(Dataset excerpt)
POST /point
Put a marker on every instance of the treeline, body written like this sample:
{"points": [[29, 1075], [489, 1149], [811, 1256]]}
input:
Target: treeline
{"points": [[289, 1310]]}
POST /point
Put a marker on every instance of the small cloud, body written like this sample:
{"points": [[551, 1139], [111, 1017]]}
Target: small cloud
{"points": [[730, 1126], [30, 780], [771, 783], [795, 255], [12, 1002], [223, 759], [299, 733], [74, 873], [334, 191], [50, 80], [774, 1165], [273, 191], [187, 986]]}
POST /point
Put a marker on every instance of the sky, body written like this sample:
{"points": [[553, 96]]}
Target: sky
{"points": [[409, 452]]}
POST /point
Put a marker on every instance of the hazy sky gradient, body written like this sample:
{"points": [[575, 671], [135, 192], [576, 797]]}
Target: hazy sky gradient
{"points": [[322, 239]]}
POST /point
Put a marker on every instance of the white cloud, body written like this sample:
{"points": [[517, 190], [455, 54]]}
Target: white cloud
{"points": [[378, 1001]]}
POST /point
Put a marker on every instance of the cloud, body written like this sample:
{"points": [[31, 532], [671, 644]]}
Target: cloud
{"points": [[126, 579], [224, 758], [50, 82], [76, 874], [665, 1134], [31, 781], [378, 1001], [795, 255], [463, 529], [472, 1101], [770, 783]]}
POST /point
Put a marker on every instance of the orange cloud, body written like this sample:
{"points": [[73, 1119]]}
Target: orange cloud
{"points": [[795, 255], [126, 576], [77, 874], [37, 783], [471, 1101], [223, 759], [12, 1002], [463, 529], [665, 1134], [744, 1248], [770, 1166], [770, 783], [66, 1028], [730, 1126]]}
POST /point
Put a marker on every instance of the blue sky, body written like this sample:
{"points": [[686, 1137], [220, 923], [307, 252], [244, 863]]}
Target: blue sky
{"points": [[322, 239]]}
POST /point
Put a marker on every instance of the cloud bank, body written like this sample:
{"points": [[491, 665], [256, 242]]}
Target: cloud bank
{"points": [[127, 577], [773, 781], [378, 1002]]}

#### What you should do:
Retype all of the material, keeping each line exact.

#### The reply:
POST /point
Put a marker on every instance of the treeline, body written like this sample:
{"points": [[29, 1075], [489, 1149], [811, 1256]]}
input:
Target: treeline
{"points": [[289, 1310]]}
POST /point
Put a marker on every instance of the small cloud, body written like this sample:
{"points": [[551, 1139], [111, 1017]]}
Target: small cloud
{"points": [[730, 1126], [30, 780], [771, 783], [795, 255], [12, 1002], [223, 759], [299, 733], [74, 873], [334, 191], [50, 80], [774, 1165], [273, 191], [187, 986]]}
POST /point
Put a marker on every instance of the sky, body written like this sample:
{"points": [[553, 96]]}
Target: sky
{"points": [[409, 452]]}
POST /point
Put a marker on every instance of the hazy sky gradient, body written like this sample:
{"points": [[575, 671], [135, 192], [576, 797]]}
Target: hazy sky gradient
{"points": [[322, 239]]}
POST /point
Put a marker on every instance of the white cloud, body written like this sample:
{"points": [[517, 190], [455, 54]]}
Target: white cloud
{"points": [[378, 1001]]}
POST /point
Put a marker on every instance of the cloud, body written like this sample:
{"points": [[31, 532], [671, 644]]}
Target: cloud
{"points": [[126, 579], [224, 758], [50, 82], [76, 874], [665, 1134], [31, 781], [378, 1001], [795, 255], [463, 529], [472, 1101], [770, 783]]}
POST /point
Put a marker on every instance of the orange cloud, body written like this sample:
{"points": [[73, 1119]]}
Target: orange cloud
{"points": [[795, 255], [126, 576], [77, 874], [37, 783], [471, 1101], [223, 759], [12, 1002], [463, 529], [665, 1134], [744, 1248], [770, 1166], [770, 783], [66, 1028], [730, 1126]]}
POST /point
Put a marker on every instance of the blue sky, body written like this sample:
{"points": [[686, 1137], [220, 923], [307, 252], [244, 863]]}
Target: blue sky
{"points": [[322, 239]]}
POST /point
Put a marker on every instance of the cloud bank, body written like this sample:
{"points": [[491, 665], [256, 242]]}
Target: cloud bank
{"points": [[127, 577], [773, 781], [378, 1002]]}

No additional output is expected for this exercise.